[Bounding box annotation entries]
####################

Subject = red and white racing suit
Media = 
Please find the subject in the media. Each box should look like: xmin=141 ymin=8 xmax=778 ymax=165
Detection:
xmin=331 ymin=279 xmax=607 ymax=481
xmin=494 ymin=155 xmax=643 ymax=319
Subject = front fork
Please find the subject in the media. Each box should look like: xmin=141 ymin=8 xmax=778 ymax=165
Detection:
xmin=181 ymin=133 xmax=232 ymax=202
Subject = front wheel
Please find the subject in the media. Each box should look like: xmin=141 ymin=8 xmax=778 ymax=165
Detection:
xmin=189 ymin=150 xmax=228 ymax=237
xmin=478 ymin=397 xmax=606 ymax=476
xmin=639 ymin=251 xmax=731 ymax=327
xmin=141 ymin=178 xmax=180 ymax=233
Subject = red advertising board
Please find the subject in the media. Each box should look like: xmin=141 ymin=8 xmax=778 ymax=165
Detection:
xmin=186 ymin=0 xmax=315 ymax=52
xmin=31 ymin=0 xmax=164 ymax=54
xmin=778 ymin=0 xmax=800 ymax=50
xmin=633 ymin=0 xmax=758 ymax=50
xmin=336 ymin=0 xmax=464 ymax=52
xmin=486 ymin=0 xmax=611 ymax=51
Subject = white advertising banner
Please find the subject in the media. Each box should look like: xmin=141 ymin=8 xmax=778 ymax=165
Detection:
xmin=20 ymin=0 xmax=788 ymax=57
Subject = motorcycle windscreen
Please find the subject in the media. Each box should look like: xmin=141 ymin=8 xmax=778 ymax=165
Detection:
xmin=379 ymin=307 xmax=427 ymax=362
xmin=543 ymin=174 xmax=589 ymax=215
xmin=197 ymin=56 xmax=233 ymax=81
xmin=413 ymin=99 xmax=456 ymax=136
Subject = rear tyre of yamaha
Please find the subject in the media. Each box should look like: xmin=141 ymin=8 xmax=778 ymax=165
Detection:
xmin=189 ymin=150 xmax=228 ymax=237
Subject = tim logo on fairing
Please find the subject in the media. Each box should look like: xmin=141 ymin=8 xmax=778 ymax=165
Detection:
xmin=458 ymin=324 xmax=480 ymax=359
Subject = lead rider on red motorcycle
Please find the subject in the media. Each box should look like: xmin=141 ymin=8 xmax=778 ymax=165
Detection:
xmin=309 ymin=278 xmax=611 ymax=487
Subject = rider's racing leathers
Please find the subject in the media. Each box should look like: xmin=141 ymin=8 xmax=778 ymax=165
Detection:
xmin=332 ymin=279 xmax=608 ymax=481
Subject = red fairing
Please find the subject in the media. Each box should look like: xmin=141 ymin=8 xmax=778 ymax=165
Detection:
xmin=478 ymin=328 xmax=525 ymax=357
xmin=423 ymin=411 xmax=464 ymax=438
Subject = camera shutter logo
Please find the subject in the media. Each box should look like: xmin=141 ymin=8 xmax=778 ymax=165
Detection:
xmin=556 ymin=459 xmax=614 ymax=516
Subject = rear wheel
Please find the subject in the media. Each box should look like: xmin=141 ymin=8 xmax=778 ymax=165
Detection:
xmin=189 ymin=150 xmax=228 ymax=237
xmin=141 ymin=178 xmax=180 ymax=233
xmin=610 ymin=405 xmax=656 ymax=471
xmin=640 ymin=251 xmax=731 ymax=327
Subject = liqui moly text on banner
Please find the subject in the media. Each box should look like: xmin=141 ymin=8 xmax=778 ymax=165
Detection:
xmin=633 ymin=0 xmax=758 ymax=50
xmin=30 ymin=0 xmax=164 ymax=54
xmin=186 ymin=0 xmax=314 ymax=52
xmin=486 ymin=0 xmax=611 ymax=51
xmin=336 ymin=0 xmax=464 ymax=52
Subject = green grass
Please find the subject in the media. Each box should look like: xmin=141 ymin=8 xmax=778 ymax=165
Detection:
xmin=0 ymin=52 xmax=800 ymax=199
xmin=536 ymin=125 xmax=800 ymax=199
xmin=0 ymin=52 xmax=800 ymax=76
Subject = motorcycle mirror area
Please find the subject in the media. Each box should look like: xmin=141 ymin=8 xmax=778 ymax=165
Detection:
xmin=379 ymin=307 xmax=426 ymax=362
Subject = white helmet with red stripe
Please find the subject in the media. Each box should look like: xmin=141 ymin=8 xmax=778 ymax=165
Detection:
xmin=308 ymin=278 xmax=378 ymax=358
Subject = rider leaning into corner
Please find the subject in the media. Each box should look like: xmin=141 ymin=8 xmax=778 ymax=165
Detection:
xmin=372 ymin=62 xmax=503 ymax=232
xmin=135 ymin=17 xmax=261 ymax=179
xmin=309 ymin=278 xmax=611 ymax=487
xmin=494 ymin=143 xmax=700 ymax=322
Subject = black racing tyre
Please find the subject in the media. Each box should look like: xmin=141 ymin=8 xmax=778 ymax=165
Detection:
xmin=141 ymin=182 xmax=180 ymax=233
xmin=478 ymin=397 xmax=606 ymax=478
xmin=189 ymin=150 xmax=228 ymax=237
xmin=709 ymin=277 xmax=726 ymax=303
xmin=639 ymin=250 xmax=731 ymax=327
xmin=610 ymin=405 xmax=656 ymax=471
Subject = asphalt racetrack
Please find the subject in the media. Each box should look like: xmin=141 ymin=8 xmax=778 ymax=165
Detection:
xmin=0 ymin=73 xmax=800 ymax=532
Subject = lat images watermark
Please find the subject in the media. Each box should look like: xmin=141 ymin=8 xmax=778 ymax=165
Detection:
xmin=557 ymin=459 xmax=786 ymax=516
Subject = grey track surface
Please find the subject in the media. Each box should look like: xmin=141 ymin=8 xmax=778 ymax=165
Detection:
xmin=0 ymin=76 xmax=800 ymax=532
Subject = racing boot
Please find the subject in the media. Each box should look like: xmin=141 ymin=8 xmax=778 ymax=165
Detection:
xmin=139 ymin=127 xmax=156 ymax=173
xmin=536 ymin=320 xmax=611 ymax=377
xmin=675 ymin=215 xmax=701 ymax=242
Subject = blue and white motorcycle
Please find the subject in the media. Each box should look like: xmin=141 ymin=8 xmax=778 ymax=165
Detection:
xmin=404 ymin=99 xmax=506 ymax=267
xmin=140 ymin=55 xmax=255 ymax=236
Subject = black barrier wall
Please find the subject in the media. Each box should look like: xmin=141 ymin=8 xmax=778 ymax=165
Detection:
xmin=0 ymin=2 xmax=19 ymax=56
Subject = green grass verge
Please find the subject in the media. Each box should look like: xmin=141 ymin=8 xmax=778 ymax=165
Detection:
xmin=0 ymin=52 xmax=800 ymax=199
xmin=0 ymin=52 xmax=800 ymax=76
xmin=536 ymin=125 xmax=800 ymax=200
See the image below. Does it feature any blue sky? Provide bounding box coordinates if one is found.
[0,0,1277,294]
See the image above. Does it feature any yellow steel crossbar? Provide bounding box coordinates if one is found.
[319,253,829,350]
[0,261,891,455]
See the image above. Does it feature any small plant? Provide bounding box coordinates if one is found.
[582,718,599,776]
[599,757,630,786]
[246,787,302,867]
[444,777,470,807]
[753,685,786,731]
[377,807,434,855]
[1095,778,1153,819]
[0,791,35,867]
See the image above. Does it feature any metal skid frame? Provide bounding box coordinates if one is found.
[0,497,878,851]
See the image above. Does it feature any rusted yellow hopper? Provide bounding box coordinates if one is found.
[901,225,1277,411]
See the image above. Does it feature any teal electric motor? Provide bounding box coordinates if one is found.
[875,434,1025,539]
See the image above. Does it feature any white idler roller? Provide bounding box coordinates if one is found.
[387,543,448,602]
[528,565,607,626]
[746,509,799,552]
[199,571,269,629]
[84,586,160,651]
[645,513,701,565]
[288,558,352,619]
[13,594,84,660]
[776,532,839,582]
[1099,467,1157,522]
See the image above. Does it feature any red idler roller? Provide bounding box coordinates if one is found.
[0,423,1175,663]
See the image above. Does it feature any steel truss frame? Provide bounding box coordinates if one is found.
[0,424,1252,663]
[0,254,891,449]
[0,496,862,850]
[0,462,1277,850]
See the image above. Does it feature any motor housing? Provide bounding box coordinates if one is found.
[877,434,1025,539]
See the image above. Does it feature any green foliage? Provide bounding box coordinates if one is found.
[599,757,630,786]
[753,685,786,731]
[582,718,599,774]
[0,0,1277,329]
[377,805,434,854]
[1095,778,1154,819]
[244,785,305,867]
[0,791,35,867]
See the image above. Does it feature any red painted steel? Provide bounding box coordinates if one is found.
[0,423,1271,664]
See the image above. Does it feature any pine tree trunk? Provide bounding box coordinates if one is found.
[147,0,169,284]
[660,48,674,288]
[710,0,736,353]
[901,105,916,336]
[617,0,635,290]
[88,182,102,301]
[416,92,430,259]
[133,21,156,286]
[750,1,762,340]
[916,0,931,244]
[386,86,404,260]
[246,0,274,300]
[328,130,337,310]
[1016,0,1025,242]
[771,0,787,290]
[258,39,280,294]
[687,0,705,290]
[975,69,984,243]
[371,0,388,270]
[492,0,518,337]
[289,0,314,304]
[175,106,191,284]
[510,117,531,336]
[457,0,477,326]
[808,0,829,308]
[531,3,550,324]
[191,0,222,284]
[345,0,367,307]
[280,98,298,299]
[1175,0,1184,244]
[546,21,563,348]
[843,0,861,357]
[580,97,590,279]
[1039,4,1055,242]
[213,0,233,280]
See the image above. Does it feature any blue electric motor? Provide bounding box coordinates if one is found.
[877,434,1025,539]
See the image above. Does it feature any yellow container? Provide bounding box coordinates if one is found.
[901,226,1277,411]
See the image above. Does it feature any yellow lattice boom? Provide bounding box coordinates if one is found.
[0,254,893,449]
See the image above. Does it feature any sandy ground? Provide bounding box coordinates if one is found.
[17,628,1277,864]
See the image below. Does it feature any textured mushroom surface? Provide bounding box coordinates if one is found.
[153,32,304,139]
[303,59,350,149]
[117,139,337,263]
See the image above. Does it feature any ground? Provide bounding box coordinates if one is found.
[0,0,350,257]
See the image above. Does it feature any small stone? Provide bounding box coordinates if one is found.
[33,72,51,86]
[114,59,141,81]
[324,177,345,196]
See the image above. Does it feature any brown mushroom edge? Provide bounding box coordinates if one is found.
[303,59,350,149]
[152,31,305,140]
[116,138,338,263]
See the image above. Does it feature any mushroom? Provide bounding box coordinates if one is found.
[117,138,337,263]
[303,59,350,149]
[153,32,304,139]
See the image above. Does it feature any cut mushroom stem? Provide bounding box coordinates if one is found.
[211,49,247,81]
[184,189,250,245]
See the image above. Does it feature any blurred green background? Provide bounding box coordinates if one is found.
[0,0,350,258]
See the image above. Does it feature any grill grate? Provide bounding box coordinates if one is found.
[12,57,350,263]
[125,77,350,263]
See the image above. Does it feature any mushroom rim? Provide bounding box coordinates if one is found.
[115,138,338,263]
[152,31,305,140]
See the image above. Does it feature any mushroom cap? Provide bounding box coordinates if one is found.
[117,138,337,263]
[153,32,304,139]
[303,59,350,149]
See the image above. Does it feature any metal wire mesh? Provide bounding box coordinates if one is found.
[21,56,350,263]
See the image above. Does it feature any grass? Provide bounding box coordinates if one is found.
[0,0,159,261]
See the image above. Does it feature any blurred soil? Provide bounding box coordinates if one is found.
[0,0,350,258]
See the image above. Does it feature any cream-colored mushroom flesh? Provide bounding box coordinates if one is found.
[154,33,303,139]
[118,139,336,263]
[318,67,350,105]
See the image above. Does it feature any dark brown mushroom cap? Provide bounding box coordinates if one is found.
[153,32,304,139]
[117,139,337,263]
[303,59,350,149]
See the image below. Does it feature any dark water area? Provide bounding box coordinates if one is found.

####################

Task to carry out:
Rescale everything from the first row down to the line containing "xmin=332 ymin=279 xmax=608 ymax=481", both ends included, by writing all those lines out again with the requests included. Multiply each bounding box coordinate in the answers by 2.4 and round to whole numbers with halves rounded up, leaving the requests and their sample boxes unchanged.

Answer below:
Subject = red and white racing suit
Media = 
Please find the subject in the media. Each box should look like: xmin=141 ymin=8 xmax=778 ymax=165
Detection:
xmin=794 ymin=670 xmax=1457 ymax=1154
xmin=1186 ymin=372 xmax=1543 ymax=766
Subject = front fork
Please find the subject in the media. Each box should look like: xmin=141 ymin=8 xmax=778 ymax=165
Detection:
xmin=434 ymin=319 xmax=557 ymax=485
Subject = front wheel
Please find the subject in the media. Each box should look like: xmin=141 ymin=8 xmax=778 ymax=165
Detection:
xmin=454 ymin=360 xmax=547 ymax=569
xmin=1147 ymin=953 xmax=1454 ymax=1142
xmin=1534 ymin=602 xmax=1754 ymax=785
xmin=338 ymin=427 xmax=432 ymax=559
Subject = red advertising board
Please find the subject in the media. Each box should look like: xmin=141 ymin=8 xmax=778 ymax=165
Detection:
xmin=446 ymin=0 xmax=756 ymax=125
xmin=74 ymin=0 xmax=394 ymax=130
xmin=1867 ymin=0 xmax=1920 ymax=120
xmin=1519 ymin=0 xmax=1819 ymax=120
xmin=806 ymin=0 xmax=1114 ymax=125
xmin=1166 ymin=0 xmax=1466 ymax=122
Subject = white advertising banner
Please find the subject in the media. Each box should look like: xmin=141 ymin=8 xmax=778 ymax=165
Detection:
xmin=48 ymin=0 xmax=1891 ymax=137
Subject = motorcycle windscreen
Please find the subject in the media. Each box should look like: xmin=141 ymin=8 xmax=778 ymax=165
Detection:
xmin=910 ymin=737 xmax=1025 ymax=869
xmin=1303 ymin=418 xmax=1414 ymax=516
xmin=473 ymin=134 xmax=559 ymax=194
xmin=991 ymin=238 xmax=1094 ymax=326
Subject = rear tyre of yamaha
Please find the subject in the media. Each box should look like: xmin=141 ymin=8 xmax=778 ymax=165
Detection:
xmin=454 ymin=360 xmax=547 ymax=569
Subject = tim logo on fairing
Please find the subject in the media. Each box should look like: xmin=141 ymin=8 xmax=778 ymax=165
Detection:
xmin=1099 ymin=778 xmax=1152 ymax=862
Subject = lead rider on red motorcycle
Please find the subject in the media. Each box should look like: xmin=141 ymin=8 xmax=778 ymax=165
Detection:
xmin=742 ymin=667 xmax=1466 ymax=1169
Subject = rider's racing leathers
Please find the subject in the media. Each box should look like: xmin=141 ymin=8 xmax=778 ymax=165
Detection:
xmin=797 ymin=670 xmax=1459 ymax=1154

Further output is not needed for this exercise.